• [REQUIREMENTS]
1. Reproduce the stretch of the minimization troubleshooting passage from "Inside find_atoms.tcl find" through "during the minimization.".
2. Translate into Spanish this sentence from the minimization troubleshooting passage: "Either way, we regard the minimization as converged to within the available machine precision, given your starting configuration and EM parameters."

• [SELECTED PASSAGE]

Energy minimization has stopped, but the forces have not converged to the requested precision Fmax < 1000 (which may not be possible for your system). It stopped because the algorithm tried to make a new step whose size was too small, or there was no change in the energy since the last step. Either way, we regard the minimization as converged to within the available machine precision, given your starting configuration and EM parameters.

Even though this is not explicitly a GROMACS error, this must be avoided at all costs. Usually, this will lead to something like:

Potential Energy  =  4.8533396e+09
Maximum force     =  1.2402948e+12 on atom 8201
Norm of force     =  3.6336824e+09

Which logically will eventually crash during the equilibration. This error occurs because the ligand was placed to near from an existing atom but not close enough for the system to crash. Luckily, this error is usually solvable:

Use nemat atom. This will copy find_atom.tcl in your directory and provide you with simple instructions:

Use it in VMD to find atom indices as follows:
	 > Open the gro file that fails (e.g., membrane.gro) with VMD
	 > Open find_atoms.tcl and change the atom index on the first line (0-based)
	 > Then, at the VMD command prompt, type: source find_atom.tcl
	 > The atom will be highlighted in red. Move it to avoid crashes

Inside find_atoms.tcl find set atomIndex 118 (line 2) and change the atom index for the index that GROMACS provided you (i.e., in our example, is atom 8201, therefore we would set set atomIndex 8200 since it's 0-based).
Go to your_workpath/edge_that_failed/system. Here is where the .gro file that needs to be modified is.
Open this file with VMD and source the tcl file.
Manually correct the atom(s) position(s). Don't worry if the structure is no exactly the one previous to the changes, the force field will do its work and reshape it during the minimization.
Save the new gro file and replace the original one.

Now change your input file to avoid rerunning things that are errorless:

Comment the edges that are okay.

edges:                                   # List of lists containing the edges.  
 # - ['small_molec_1', 'small_molec_2']   # without the .mol2 
  - ['small_molec_1', 'small_molec_3']
 # - ['small_molec_2', 'small_molec_3']

Use thermCycleBranches to select only the branch that failed.

thermCycleBranches: 
  - 'membrane'                         # Select only this branch because we are fixing it.

Update with the new parameters.

(Entries pointing to named objects)
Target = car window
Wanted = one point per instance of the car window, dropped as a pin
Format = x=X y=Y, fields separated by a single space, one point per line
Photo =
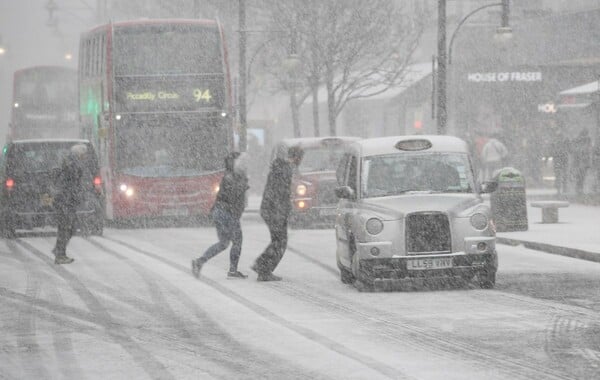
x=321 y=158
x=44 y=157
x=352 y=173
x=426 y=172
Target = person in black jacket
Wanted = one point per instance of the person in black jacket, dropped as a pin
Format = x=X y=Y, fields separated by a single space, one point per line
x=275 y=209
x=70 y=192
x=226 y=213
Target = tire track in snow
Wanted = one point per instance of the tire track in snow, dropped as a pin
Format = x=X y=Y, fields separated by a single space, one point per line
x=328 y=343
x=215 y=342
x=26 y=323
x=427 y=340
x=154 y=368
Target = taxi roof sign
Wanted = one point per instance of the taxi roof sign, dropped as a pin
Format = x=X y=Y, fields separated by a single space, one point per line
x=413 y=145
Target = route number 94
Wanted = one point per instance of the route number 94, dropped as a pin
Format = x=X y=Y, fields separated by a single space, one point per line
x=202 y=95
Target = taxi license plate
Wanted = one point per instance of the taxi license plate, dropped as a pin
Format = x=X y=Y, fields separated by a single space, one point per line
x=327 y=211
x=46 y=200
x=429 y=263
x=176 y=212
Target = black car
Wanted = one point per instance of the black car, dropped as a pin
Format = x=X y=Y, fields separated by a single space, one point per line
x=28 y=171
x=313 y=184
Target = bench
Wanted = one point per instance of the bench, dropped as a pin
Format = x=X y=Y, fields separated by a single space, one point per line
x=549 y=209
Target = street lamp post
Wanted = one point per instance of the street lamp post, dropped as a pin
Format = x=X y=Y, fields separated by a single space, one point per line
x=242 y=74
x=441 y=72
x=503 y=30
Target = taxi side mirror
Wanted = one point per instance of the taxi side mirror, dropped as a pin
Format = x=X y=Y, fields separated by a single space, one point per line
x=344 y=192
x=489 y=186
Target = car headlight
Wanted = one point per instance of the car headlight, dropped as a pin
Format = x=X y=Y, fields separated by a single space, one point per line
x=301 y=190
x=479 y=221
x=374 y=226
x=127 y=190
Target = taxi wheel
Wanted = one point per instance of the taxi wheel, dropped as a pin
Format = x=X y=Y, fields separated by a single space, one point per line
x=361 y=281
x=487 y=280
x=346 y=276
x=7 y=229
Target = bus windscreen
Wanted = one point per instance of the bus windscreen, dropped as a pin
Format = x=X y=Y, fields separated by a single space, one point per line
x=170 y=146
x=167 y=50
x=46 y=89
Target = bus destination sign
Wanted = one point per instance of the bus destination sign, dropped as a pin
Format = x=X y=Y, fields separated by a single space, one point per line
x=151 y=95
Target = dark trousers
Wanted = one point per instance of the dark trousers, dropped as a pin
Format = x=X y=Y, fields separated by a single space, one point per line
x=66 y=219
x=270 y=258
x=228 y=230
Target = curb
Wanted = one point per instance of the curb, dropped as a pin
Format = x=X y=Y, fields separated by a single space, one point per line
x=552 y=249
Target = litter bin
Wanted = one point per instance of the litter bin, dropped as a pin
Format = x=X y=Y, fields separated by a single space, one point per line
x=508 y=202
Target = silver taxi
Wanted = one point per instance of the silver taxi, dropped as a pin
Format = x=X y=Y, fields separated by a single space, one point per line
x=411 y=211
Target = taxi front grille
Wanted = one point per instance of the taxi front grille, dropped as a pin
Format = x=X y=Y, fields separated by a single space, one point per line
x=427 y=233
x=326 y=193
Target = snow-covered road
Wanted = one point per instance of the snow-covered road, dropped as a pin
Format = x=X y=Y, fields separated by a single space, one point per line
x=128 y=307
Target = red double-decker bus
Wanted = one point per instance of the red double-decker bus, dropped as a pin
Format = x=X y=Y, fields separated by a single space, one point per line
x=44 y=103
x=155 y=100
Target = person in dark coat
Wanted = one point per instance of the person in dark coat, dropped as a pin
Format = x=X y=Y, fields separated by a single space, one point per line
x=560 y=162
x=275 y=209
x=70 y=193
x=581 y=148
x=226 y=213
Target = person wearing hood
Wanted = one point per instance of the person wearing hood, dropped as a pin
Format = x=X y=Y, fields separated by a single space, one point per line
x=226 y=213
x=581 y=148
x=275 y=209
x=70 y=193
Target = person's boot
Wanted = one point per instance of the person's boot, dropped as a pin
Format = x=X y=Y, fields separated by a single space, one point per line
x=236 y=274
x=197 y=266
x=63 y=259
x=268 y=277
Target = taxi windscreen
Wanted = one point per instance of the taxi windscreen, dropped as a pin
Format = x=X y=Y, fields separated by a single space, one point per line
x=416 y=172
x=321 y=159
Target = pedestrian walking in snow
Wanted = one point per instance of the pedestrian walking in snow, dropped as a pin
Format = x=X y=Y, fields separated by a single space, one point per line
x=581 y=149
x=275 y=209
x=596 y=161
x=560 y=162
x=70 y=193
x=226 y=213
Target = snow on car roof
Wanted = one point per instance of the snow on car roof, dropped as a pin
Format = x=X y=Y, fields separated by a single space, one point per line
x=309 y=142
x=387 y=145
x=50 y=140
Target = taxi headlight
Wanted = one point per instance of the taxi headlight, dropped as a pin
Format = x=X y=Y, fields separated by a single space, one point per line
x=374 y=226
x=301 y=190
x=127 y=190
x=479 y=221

...

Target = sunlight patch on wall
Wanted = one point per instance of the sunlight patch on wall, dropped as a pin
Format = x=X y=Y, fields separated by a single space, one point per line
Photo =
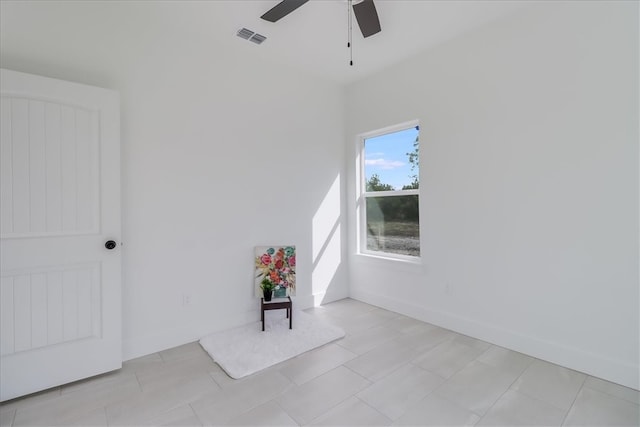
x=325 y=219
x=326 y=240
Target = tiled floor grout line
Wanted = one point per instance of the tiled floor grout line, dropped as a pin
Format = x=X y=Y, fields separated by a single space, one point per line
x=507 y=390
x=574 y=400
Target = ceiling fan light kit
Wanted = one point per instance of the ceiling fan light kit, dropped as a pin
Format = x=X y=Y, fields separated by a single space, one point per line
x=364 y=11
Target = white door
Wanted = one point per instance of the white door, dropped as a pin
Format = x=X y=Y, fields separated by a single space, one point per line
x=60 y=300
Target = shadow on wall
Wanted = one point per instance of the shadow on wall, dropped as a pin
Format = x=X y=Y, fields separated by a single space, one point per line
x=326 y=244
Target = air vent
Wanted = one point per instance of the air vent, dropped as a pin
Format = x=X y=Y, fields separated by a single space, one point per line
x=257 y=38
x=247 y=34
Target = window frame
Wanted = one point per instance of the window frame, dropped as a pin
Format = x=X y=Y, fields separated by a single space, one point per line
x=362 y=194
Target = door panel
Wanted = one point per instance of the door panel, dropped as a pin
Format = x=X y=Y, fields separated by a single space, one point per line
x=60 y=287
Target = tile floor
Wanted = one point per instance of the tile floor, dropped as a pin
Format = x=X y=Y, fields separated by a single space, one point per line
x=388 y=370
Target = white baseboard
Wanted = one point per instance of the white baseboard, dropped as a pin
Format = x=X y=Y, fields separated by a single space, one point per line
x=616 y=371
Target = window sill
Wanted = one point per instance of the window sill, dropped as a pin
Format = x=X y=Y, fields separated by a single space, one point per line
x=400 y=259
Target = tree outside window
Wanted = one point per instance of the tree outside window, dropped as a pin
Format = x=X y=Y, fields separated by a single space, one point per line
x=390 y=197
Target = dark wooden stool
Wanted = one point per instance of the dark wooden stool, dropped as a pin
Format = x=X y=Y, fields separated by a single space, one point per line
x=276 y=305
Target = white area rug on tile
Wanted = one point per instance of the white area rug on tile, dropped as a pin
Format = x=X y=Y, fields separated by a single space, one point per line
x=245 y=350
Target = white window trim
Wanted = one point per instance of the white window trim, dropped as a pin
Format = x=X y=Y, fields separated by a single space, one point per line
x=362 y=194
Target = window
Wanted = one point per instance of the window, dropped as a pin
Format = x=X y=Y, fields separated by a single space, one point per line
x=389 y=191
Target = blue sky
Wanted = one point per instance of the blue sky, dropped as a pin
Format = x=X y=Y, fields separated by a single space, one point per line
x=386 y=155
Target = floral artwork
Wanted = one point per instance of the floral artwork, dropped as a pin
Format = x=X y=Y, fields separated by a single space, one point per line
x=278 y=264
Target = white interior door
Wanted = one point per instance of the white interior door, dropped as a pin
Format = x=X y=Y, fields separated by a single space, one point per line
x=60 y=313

• [PER-TASK OUTPUTS]
1.
Inside find_atoms.tcl find set atomIndex 118 (line 2) and change the atom index for the index that GROMACS provided you (i.e., in our example, is atom 8201, therefore we would set set atomIndex 8200 since it's 0-based).
Go to your_workpath/edge_that_failed/system. Here is where the .gro file that needs to be modified is.
Open this file with VMD and source the tcl file.
Manually correct the atom(s) position(s). Don't worry if the structure is no exactly the one previous to the changes, the force field will do its work and reshape it during the minimization.

2. En cualquier caso, consideramos que la minimización ha convergido dentro de la precisión de máquina disponible, dados su configuración inicial y sus parámetros de EM.